■ Passage fourni ■
╔══
Quoi qu’il en soit, chacun a sa petite idée sur ceux qui pourraient être les auteurs, mais surtout les commanditaires d’une telle ignominie… mais il est clair que les intérêts qu’ils représentent soient si importants et qu’ils soient si bien connectés que personne ne s’aventurera à les identifier nommément. Comme pour toute affaire de ce type, à l’image des affaires de saisies de drogue, communiquées par les Casernes centrales à grand renfort de publicité au moment de la saisie, ce sont les menus fretins, les éventuels exécutants, qui sont tout de suite épinglés, presque jamais les parrains. Plus inquiétant, c’est qu’une grande partie de ces enquêtes concernant la drogue n’aboutit pas nécessairement à des condamnations. En sera-t-il de même pour l’enquête sur le sabotage de la piste du Champ de Mars ? Il est plus que probable, mais souhaitons, pour le bien-être des courses, que cette affaire soit élucidée et que les soupçons qui pèsent sur certaines personnes ou groupuscules soient clairement écartés.
╚══
■ Données ■
╔══
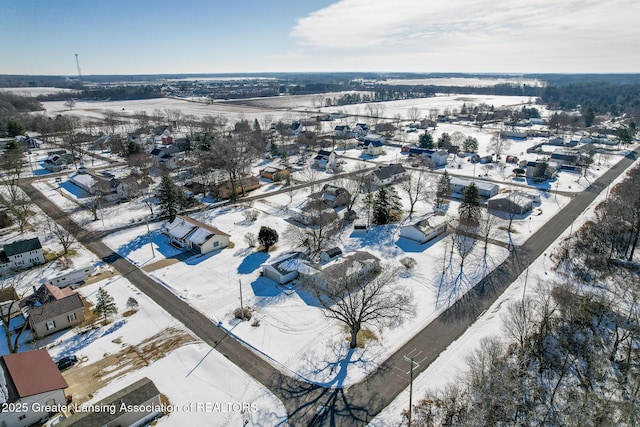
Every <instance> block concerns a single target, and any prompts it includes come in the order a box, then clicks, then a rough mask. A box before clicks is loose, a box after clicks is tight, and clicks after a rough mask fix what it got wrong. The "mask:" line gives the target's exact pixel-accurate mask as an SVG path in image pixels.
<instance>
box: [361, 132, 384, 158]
mask: <svg viewBox="0 0 640 427" xmlns="http://www.w3.org/2000/svg"><path fill="white" fill-rule="evenodd" d="M362 146H363V147H364V152H365V154H368V155H369V156H379V155H380V154H382V150H383V149H384V137H383V136H380V135H375V134H372V133H370V134H368V135H367V136H365V137H364V140H363V141H362Z"/></svg>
╚══
■ Consigne ■
Relevez dans le passage fourni chacune des désignations appliquées aux personnes qui exécutent ou commandent ce genre d'actes.

■ Réponse attendue ■
- les auteurs
- les commanditaires
- les menus fretins
- les éventuels exécutants
- les parrains